Short exercise A => In the passage on solubility equilibria, under what condition does the dissolution of an ionic compound reach equilibrium?

Passage given =>
This chapter builds on concepts from:

Introduction

In Chapter 14 you built a powerful equilibrium toolkit — equilibrium constants, ICE tables, Q vs K, and Le Chatelier's principle. Now we apply those exact tools to a specific and enormously important class of equilibrium: the dissolution of sparingly soluble ionic compounds.

Why does silver chloride barely dissolve in water while sodium chloride dissolves completely? Why do calcium carbonate caves form over thousands of years, and why can acid rain dissolve limestone much faster? Why do carbonated beverages go flat when you open them? All of these phenomena are governed by solubility equilibria, and all can be quantified with the same equilibrium mathematics you already know.

In this chapter we will also examine how to combine and manipulate equilibrium expressions — reversing reactions, adding reactions — and how the free energy relationship \(\Delta G° = -RT \ln K\) applies directly to solubility.

Dissolution as a Reversible Equilibrium

When an ionic compound dissolves in water, its ions separate and become surrounded by water molecules (hydrated). This process is reversible: dissolved ions can recombine and precipitate back as solid. The system reaches equilibrium when the rate of dissolution equals the rate of precipitation.

Collected data records

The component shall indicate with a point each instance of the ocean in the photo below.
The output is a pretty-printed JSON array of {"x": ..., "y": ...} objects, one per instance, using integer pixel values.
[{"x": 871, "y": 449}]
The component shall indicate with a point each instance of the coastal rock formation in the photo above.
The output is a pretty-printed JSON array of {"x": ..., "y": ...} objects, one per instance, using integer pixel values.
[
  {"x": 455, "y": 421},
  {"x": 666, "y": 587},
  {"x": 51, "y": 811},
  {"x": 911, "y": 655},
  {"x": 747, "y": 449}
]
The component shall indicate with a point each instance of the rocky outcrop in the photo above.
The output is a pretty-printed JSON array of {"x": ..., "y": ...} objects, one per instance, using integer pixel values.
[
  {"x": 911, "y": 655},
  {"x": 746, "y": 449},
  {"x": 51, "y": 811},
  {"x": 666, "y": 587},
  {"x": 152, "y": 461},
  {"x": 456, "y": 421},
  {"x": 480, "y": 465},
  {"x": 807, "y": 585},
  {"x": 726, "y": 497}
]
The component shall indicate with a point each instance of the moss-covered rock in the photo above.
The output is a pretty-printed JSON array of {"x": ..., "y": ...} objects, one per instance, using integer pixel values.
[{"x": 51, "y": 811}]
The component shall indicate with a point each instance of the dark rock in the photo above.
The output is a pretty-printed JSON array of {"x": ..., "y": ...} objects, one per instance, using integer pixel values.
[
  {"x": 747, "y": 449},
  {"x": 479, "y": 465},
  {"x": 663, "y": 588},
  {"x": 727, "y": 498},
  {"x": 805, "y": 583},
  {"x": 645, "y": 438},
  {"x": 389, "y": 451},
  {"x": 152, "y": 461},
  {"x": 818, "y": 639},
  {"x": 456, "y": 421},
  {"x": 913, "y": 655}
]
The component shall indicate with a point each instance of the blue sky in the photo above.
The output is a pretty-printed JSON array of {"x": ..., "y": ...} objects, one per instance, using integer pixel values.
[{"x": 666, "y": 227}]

Short exercise B => Identify each line of the records containing the string "dark" and copy every such line; matching is case-sensitive.

Solution A => Equilibrium is reached when the rate of dissolution equals the rate of precipitation.

Solution B =>
The component shall indicate with a point each instance of the dark rock in the photo above.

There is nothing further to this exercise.